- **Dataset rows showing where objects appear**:
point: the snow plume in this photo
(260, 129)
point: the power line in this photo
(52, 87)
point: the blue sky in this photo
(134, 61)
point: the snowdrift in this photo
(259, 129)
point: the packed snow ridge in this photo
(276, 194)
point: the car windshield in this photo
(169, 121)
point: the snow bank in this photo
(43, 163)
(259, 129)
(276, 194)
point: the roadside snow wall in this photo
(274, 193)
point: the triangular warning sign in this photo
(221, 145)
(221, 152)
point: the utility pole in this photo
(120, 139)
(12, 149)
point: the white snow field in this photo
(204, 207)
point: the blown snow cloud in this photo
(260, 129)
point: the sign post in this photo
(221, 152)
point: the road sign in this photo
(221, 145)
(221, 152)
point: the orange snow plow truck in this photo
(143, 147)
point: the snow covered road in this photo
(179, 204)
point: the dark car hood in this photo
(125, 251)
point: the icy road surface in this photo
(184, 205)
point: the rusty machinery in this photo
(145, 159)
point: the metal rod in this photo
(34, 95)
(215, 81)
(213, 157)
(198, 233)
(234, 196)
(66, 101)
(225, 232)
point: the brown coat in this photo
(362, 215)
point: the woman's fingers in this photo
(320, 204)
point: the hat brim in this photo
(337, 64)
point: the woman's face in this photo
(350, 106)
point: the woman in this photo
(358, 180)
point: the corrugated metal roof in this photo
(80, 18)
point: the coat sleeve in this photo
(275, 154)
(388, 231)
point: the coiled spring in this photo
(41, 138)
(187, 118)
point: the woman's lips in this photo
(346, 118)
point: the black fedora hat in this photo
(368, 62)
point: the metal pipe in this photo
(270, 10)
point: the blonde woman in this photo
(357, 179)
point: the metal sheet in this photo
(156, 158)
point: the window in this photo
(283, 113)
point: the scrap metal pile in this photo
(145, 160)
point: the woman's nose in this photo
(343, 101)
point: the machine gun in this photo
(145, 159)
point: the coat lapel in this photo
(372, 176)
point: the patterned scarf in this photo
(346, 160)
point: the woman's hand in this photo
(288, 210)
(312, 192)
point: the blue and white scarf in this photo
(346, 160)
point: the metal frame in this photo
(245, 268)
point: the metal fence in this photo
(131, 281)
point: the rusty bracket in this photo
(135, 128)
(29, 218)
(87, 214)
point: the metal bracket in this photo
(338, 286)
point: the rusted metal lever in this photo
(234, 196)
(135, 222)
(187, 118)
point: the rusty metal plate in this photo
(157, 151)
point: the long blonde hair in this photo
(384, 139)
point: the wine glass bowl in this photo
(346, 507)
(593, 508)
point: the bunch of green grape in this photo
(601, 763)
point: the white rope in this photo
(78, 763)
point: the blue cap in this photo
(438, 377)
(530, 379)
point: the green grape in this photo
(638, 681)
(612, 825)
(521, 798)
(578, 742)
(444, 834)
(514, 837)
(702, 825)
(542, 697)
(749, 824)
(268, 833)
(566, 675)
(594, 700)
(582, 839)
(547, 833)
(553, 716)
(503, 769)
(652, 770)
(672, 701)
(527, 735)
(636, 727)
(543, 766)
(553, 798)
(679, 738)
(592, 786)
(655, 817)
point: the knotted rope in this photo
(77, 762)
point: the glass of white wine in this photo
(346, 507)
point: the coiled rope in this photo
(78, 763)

- **Given instruction**:
Reproduce all of the data above line for line, without changing anything.

- **Output for this task**:
point: the snow plume in this photo
(260, 129)
point: the power line in this photo
(52, 87)
point: the blue sky in this photo
(134, 61)
point: the snowdrift in this photo
(259, 129)
point: the packed snow ridge in this photo
(276, 194)
point: the car windshield in this photo
(169, 121)
point: the snow bank in this photo
(43, 163)
(259, 129)
(276, 194)
point: the roadside snow wall in this photo
(274, 193)
point: the triangular warning sign in this photo
(221, 145)
(221, 152)
point: the utility pole in this photo
(120, 139)
(12, 149)
point: the white snow field in this photo
(204, 207)
point: the blown snow cloud in this photo
(260, 129)
point: the sign post in this photo
(221, 152)
point: the road sign in this photo
(221, 145)
(221, 152)
point: the orange snow plow truck in this photo
(143, 147)
point: the snow covered road in this photo
(179, 204)
point: the dark car hood in this photo
(125, 251)
point: the icy road surface in this photo
(184, 205)
point: the rusty machinery in this photo
(145, 159)
point: the metal rod in this photo
(34, 95)
(215, 81)
(213, 157)
(198, 233)
(234, 196)
(66, 101)
(225, 232)
point: the brown coat in this photo
(362, 215)
point: the woman's fingers in this photo
(320, 204)
point: the hat brim in this photo
(337, 64)
point: the woman's face in this photo
(350, 106)
point: the woman in this photo
(358, 180)
point: the corrugated metal roof in this photo
(80, 18)
point: the coat sleeve in this photo
(275, 154)
(388, 231)
point: the coiled spring in this photo
(41, 138)
(187, 118)
point: the woman's lips in this photo
(346, 118)
point: the black fedora hat in this photo
(368, 62)
point: the metal pipe in this photo
(270, 10)
point: the blonde woman in this photo
(357, 179)
point: the metal sheet in this photo
(156, 158)
point: the window in this photo
(283, 113)
point: the scrap metal pile in this photo
(145, 160)
point: the woman's nose in this photo
(343, 101)
point: the machine gun in this photo
(145, 159)
point: the coat lapel in this photo
(372, 176)
point: the patterned scarf in this photo
(346, 160)
point: the woman's hand in this photo
(288, 210)
(312, 192)
point: the blue and white scarf in this photo
(346, 160)
point: the metal frame in this photo
(245, 268)
point: the metal fence in this photo
(131, 281)
point: the rusty bracket in this photo
(135, 128)
(29, 218)
(87, 214)
point: the metal bracket in this photo
(338, 286)
point: the rusted metal lever in this photo
(234, 196)
(135, 222)
(187, 118)
point: the rusty metal plate in this photo
(157, 151)
point: the long blonde hair in this photo
(384, 139)
point: the wine glass bowl in this photo
(346, 507)
(593, 508)
point: the bunch of green grape in this photo
(601, 763)
point: the white rope in this photo
(78, 763)
point: the blue cap in this photo
(438, 377)
(530, 379)
point: the green grape in this photo
(638, 681)
(612, 825)
(521, 798)
(578, 742)
(444, 834)
(514, 837)
(702, 825)
(542, 697)
(749, 824)
(268, 833)
(566, 675)
(594, 700)
(582, 839)
(547, 833)
(553, 716)
(503, 769)
(652, 770)
(672, 701)
(527, 735)
(636, 727)
(543, 766)
(553, 798)
(679, 738)
(592, 786)
(655, 817)
point: the knotted rope in this photo
(77, 762)
point: the glass of white wine in this photo
(346, 507)
point: the coiled rope in this photo
(78, 763)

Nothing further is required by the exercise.